- Written exercise
Can you retype the part of the entries below that opens with the line containing "Target = green grass" and closes with the line containing "[(114, 37)]", including both of those lines and nothing else?

Start Provided entries

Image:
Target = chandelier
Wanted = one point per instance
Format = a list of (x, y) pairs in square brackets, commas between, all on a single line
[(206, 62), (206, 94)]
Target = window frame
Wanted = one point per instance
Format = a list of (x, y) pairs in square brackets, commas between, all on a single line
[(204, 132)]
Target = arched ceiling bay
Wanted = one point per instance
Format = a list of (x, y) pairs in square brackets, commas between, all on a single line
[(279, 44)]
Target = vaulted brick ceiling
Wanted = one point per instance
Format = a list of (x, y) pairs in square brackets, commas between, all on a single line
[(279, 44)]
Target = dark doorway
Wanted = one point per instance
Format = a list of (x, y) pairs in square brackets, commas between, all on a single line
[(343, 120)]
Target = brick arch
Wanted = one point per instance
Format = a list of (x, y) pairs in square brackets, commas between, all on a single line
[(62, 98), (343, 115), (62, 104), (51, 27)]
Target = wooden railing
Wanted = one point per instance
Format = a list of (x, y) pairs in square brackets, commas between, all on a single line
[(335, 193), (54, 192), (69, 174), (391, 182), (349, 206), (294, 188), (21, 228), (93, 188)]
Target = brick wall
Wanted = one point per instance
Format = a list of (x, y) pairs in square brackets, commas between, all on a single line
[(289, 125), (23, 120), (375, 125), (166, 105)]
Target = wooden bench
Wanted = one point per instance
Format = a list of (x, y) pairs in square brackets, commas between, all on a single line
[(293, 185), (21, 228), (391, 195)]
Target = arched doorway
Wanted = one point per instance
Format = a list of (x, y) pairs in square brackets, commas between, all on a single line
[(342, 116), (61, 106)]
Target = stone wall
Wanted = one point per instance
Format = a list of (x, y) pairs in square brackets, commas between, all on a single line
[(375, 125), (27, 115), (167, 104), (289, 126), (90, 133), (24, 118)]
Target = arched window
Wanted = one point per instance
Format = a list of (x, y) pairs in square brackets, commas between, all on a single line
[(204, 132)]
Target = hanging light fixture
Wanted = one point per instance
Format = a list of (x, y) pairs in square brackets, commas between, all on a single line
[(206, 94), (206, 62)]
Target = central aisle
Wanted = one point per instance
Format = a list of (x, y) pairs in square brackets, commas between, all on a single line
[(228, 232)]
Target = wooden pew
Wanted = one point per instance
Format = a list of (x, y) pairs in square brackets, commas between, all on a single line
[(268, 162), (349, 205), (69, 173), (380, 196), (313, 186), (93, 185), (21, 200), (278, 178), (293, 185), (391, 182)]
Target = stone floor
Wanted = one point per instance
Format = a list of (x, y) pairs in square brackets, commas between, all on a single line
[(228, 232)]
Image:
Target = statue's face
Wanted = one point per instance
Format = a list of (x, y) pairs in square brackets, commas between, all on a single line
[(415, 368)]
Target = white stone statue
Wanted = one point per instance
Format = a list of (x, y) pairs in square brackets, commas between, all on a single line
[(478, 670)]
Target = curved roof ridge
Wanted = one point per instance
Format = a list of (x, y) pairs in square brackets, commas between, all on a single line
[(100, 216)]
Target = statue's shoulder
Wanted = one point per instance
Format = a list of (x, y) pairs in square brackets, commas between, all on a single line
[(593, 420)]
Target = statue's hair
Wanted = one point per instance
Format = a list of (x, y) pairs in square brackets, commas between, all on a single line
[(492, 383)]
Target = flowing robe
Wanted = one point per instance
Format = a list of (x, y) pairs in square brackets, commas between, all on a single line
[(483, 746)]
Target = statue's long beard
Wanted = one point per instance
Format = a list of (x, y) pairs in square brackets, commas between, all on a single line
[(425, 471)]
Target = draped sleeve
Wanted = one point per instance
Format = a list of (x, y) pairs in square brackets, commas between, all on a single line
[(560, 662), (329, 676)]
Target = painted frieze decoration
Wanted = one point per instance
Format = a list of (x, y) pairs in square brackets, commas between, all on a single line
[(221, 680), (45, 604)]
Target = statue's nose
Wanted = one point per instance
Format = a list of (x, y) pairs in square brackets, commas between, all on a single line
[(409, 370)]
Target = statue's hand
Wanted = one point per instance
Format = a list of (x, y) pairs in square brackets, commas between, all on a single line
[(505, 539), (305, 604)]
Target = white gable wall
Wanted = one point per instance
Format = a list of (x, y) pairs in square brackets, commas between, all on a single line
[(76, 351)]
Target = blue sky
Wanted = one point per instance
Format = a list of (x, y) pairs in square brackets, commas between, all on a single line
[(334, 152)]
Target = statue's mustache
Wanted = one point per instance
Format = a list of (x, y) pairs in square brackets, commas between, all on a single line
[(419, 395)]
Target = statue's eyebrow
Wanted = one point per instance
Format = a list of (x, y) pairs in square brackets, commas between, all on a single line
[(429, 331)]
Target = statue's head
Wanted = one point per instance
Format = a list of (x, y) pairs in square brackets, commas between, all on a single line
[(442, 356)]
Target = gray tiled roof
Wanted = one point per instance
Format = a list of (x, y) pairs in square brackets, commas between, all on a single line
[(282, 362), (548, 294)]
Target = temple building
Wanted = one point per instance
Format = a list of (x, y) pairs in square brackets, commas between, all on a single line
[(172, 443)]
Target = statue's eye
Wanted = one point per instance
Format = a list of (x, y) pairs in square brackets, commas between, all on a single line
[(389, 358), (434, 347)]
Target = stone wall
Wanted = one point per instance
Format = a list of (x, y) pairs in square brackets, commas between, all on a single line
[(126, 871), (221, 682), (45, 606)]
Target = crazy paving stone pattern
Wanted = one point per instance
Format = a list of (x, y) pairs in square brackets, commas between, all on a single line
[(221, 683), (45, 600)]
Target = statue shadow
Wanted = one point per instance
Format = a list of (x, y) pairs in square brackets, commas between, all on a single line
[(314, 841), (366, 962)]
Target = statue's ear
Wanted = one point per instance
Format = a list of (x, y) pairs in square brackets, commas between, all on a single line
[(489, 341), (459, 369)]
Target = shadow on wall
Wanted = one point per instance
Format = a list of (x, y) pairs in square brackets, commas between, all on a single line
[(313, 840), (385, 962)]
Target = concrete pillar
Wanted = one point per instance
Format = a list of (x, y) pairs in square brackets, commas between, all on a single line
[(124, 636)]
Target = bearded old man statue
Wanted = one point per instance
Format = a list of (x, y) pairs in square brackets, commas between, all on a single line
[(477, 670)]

End Provided entries
Start Provided entries

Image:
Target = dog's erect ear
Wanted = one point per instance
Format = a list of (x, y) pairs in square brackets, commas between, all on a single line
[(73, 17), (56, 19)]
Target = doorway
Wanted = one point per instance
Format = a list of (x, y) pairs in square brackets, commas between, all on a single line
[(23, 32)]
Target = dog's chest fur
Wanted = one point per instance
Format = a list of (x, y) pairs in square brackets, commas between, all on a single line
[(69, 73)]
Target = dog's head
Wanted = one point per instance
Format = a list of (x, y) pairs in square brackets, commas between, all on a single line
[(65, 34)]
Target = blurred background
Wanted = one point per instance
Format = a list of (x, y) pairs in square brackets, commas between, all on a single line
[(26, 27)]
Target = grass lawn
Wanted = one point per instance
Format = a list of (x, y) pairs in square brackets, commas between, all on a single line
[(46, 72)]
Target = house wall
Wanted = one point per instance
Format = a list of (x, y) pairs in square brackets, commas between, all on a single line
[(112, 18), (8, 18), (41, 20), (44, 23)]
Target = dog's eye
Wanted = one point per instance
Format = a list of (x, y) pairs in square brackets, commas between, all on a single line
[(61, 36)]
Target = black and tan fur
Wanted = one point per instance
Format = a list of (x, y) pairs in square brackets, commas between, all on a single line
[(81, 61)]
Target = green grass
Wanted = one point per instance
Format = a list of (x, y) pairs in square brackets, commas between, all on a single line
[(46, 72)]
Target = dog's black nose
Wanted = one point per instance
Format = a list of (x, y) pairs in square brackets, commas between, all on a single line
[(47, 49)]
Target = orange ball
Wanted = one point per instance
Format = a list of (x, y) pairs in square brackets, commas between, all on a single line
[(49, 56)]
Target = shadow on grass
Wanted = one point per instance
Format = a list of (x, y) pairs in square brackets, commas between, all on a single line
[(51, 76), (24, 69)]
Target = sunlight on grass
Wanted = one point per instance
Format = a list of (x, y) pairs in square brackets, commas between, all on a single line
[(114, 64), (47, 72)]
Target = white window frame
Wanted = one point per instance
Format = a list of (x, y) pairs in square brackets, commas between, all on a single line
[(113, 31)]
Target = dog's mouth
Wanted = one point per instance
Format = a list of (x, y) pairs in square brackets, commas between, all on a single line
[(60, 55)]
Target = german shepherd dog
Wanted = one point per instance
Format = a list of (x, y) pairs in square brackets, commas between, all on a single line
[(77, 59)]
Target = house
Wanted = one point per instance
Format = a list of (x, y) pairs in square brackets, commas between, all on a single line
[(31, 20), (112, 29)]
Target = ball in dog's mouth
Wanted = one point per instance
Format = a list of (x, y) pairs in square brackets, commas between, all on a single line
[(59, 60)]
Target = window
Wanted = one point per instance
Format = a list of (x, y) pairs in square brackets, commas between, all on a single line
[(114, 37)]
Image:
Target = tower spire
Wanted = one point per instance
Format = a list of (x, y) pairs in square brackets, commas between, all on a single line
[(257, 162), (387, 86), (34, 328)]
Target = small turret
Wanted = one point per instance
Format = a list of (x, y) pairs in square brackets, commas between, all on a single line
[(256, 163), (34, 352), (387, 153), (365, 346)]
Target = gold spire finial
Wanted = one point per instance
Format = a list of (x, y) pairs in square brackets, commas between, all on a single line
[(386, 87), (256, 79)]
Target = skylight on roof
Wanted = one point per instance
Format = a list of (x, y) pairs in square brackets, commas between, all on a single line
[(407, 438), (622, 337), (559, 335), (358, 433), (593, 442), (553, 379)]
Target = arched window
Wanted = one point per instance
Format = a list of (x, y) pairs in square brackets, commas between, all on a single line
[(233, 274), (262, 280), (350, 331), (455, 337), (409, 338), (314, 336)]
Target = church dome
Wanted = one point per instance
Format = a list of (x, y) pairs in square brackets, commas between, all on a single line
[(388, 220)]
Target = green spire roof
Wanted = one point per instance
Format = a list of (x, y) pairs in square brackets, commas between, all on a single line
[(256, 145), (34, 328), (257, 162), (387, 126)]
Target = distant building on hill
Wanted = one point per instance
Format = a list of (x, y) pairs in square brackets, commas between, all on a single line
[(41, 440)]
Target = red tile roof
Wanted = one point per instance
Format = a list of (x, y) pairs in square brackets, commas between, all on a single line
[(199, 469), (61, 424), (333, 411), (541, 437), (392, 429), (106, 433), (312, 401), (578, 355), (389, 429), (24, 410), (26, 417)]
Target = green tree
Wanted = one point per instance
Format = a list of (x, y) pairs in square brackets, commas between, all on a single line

End Provided entries

- Output for this exercise
Target = green grass
Wanted = one point per instance
Format = a list of (x, y) pairs in square brackets, commas between, all on a single line
[(46, 72)]
Target = dog's black nose
Wanted = one point per instance
Format = a list of (x, y) pairs in square brackets, commas between, all on a single line
[(47, 49)]
Target = orange ball
Wanted = one point per instance
Format = a list of (x, y) pairs in square brackets, commas between, all on a single line
[(49, 56)]
Target = shadow on grass
Wanted = one point per instance
Format = a list of (x, y) pairs in square brackets, commas between, all on a single line
[(51, 76), (24, 69)]
Target = sunlight on grass
Wanted = one point per instance
Format = a list of (x, y) pairs in square brackets, commas between, all on a single line
[(114, 64), (47, 72)]
Target = white window frame
Wanted = one point per instance
Format = a list of (x, y) pairs in square brackets, commas between, all on a single line
[(113, 31)]
Target = dog's mouth
Wanted = one point per instance
Format = a list of (x, y) pairs in square brackets, commas between, all on a single line
[(60, 55)]
Target = german shepherd dog
Wanted = one point per instance
Format = a list of (x, y) pairs in square brackets, commas between, all on a single line
[(77, 59)]
Target = house
Wanted = one point per instance
Format = a list of (x, y) pairs in square brackets, commas between, all on a single line
[(31, 20), (112, 29)]
Target = ball in dog's mouth
Wanted = one point per instance
Format = a list of (x, y) pairs in square brackets, commas between, all on a single line
[(59, 60)]
Target = window
Wanted = one point per instance
Format = a list of (x, y) pairs in square brackets, commas between, all on a single line
[(114, 37)]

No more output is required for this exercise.